begin Data lines
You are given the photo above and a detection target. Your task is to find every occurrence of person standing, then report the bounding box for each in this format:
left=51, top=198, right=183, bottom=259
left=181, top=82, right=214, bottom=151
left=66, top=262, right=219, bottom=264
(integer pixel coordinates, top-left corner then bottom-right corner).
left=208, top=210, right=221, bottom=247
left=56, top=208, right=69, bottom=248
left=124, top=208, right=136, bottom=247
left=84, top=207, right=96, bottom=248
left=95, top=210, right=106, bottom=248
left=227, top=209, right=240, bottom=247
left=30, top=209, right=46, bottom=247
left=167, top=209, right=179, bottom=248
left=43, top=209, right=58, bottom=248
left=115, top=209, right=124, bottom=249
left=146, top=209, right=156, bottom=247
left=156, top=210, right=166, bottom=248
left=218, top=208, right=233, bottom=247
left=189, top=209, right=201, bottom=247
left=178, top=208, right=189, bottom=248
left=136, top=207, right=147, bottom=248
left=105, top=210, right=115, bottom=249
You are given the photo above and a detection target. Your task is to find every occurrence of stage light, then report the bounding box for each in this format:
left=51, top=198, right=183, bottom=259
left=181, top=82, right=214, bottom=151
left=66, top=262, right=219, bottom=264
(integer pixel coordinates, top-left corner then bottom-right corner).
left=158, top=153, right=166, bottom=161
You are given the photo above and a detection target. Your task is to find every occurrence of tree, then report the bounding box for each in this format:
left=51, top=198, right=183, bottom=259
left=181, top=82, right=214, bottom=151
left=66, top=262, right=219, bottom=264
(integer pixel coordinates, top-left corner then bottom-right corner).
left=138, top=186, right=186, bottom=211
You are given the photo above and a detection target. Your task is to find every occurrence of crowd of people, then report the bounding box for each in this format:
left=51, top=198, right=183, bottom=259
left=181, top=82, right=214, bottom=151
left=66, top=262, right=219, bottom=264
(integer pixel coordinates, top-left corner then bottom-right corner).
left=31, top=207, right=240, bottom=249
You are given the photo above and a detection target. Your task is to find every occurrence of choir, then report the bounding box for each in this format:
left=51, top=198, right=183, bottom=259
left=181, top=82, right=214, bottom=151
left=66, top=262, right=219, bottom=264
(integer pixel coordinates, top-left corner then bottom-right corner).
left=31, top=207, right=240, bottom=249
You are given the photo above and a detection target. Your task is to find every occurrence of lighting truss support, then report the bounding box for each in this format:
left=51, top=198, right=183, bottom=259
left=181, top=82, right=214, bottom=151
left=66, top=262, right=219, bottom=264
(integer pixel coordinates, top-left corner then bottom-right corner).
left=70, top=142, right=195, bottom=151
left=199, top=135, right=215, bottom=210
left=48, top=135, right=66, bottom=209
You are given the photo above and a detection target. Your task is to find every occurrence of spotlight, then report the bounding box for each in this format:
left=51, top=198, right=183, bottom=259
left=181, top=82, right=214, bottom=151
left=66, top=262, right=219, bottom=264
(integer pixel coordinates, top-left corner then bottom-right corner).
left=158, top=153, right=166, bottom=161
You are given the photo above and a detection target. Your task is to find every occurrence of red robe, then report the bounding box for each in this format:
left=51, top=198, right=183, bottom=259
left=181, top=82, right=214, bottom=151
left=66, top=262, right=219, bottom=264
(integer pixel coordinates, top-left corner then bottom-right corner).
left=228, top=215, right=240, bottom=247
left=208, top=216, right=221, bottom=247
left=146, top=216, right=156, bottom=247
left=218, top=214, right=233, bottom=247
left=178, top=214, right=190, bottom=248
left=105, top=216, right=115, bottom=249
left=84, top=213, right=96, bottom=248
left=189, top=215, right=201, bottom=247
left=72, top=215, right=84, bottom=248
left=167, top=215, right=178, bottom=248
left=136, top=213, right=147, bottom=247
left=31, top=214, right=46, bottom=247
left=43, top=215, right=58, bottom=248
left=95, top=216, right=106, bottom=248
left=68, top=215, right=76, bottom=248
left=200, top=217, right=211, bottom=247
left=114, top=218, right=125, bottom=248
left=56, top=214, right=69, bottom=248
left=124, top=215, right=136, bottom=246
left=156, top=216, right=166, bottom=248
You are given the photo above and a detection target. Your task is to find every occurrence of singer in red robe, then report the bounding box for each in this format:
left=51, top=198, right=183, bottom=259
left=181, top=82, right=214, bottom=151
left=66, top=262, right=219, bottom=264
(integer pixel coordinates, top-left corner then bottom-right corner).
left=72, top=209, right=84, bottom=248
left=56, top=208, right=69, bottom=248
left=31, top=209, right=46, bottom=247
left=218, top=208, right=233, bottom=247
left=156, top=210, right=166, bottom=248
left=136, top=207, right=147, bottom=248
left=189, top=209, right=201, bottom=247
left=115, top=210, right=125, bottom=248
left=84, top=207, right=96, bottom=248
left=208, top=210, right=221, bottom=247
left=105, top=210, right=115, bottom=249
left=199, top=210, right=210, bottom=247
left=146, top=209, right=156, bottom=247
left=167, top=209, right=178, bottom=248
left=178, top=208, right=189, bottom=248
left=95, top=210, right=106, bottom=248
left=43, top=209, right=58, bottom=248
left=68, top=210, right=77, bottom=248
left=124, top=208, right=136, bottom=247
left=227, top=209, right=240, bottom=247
end Data lines
Direction: Output all of the lines above again, copying each one exactly.

Solution for this problem:
You are given the photo above and a detection target. Your task is to find every occurrence of person standing, then report the bounding box for each in this format:
left=51, top=198, right=183, bottom=259
left=181, top=82, right=214, bottom=151
left=66, top=262, right=219, bottom=264
(integer pixel coordinates, top-left corner then bottom-right corner).
left=208, top=210, right=221, bottom=247
left=56, top=208, right=69, bottom=248
left=124, top=208, right=136, bottom=247
left=84, top=207, right=96, bottom=248
left=95, top=210, right=106, bottom=248
left=227, top=209, right=240, bottom=247
left=30, top=209, right=46, bottom=247
left=167, top=209, right=179, bottom=248
left=43, top=209, right=58, bottom=248
left=115, top=209, right=124, bottom=249
left=146, top=209, right=156, bottom=247
left=156, top=210, right=166, bottom=248
left=218, top=208, right=233, bottom=247
left=189, top=209, right=201, bottom=247
left=178, top=208, right=189, bottom=248
left=136, top=207, right=147, bottom=248
left=105, top=210, right=115, bottom=249
You are given the photo above and a detection target. Your task is to find every occurrence of stage light, then report the bounding box for each in this format:
left=51, top=198, right=183, bottom=259
left=181, top=82, right=214, bottom=151
left=66, top=262, right=219, bottom=264
(integer pixel coordinates, top-left corner then bottom-right corner).
left=158, top=153, right=166, bottom=161
You are given the photo above and a detection target. Your task is to find every occurrence of tree, then report the bounding box for each in this format:
left=51, top=198, right=183, bottom=259
left=181, top=82, right=214, bottom=151
left=66, top=262, right=219, bottom=264
(integer pixel coordinates, top-left corner then bottom-right corner).
left=138, top=186, right=186, bottom=211
You are given the photo above and a detection target. Your task is to find every occurrence of crowd of people, then report the bounding box for each in this format:
left=51, top=198, right=183, bottom=259
left=181, top=82, right=214, bottom=151
left=66, top=262, right=219, bottom=264
(integer pixel coordinates, top-left corner then bottom-right corner).
left=31, top=207, right=240, bottom=249
You are given the photo above and a detection target. Your task is to find every occurrence of choir, then report the bounding box for each in this format:
left=51, top=198, right=183, bottom=259
left=181, top=82, right=214, bottom=151
left=66, top=262, right=219, bottom=264
(integer pixel coordinates, top-left corner then bottom-right corner).
left=31, top=207, right=240, bottom=249
You are given the photo above and a detection target. Your task is to find every occurrence of lighting truss support, then report the bounding box for each in this format:
left=51, top=198, right=183, bottom=259
left=181, top=82, right=214, bottom=151
left=66, top=262, right=219, bottom=264
(integer pixel coordinates, top-left corner then bottom-right corner).
left=70, top=142, right=195, bottom=151
left=199, top=135, right=215, bottom=210
left=48, top=135, right=66, bottom=209
You are given the photo above and a detection target. Your task is to find every occurrence of spotlight, then report the bounding box for each in this format:
left=51, top=198, right=183, bottom=259
left=181, top=82, right=214, bottom=151
left=66, top=262, right=219, bottom=264
(integer pixel coordinates, top-left corner then bottom-right corner).
left=158, top=153, right=166, bottom=161
You are given the photo above and a detection target. Your task is to find every occurrence of red robe, then report the bounding box for each in this format:
left=51, top=198, right=183, bottom=259
left=181, top=82, right=214, bottom=151
left=66, top=262, right=219, bottom=264
(integer pixel coordinates, top-left corner then bottom-right corner).
left=228, top=215, right=240, bottom=247
left=208, top=216, right=221, bottom=247
left=146, top=216, right=156, bottom=247
left=218, top=214, right=233, bottom=247
left=178, top=214, right=190, bottom=248
left=105, top=216, right=115, bottom=249
left=84, top=213, right=96, bottom=248
left=189, top=215, right=201, bottom=247
left=72, top=215, right=84, bottom=248
left=167, top=215, right=178, bottom=248
left=136, top=213, right=147, bottom=247
left=31, top=214, right=46, bottom=247
left=43, top=215, right=58, bottom=248
left=95, top=216, right=106, bottom=248
left=68, top=215, right=76, bottom=248
left=200, top=217, right=211, bottom=247
left=114, top=218, right=125, bottom=248
left=56, top=214, right=69, bottom=248
left=124, top=215, right=136, bottom=246
left=156, top=216, right=166, bottom=248
You are given the photo above and a detection target. Your task is to find every occurrence of singer in red robe, then report the bounding box for each in this format:
left=51, top=198, right=183, bottom=259
left=181, top=82, right=214, bottom=151
left=66, top=262, right=219, bottom=264
(integer pixel coordinates, top-left corner then bottom-right corner).
left=72, top=209, right=84, bottom=248
left=56, top=208, right=69, bottom=248
left=31, top=209, right=46, bottom=247
left=218, top=208, right=233, bottom=247
left=156, top=210, right=166, bottom=248
left=136, top=207, right=147, bottom=248
left=189, top=209, right=201, bottom=247
left=115, top=210, right=125, bottom=248
left=84, top=207, right=96, bottom=248
left=208, top=210, right=221, bottom=247
left=105, top=210, right=115, bottom=249
left=199, top=210, right=210, bottom=247
left=146, top=209, right=156, bottom=247
left=167, top=209, right=178, bottom=248
left=178, top=208, right=189, bottom=248
left=95, top=210, right=106, bottom=248
left=43, top=209, right=58, bottom=248
left=68, top=210, right=77, bottom=248
left=124, top=208, right=136, bottom=247
left=227, top=209, right=240, bottom=247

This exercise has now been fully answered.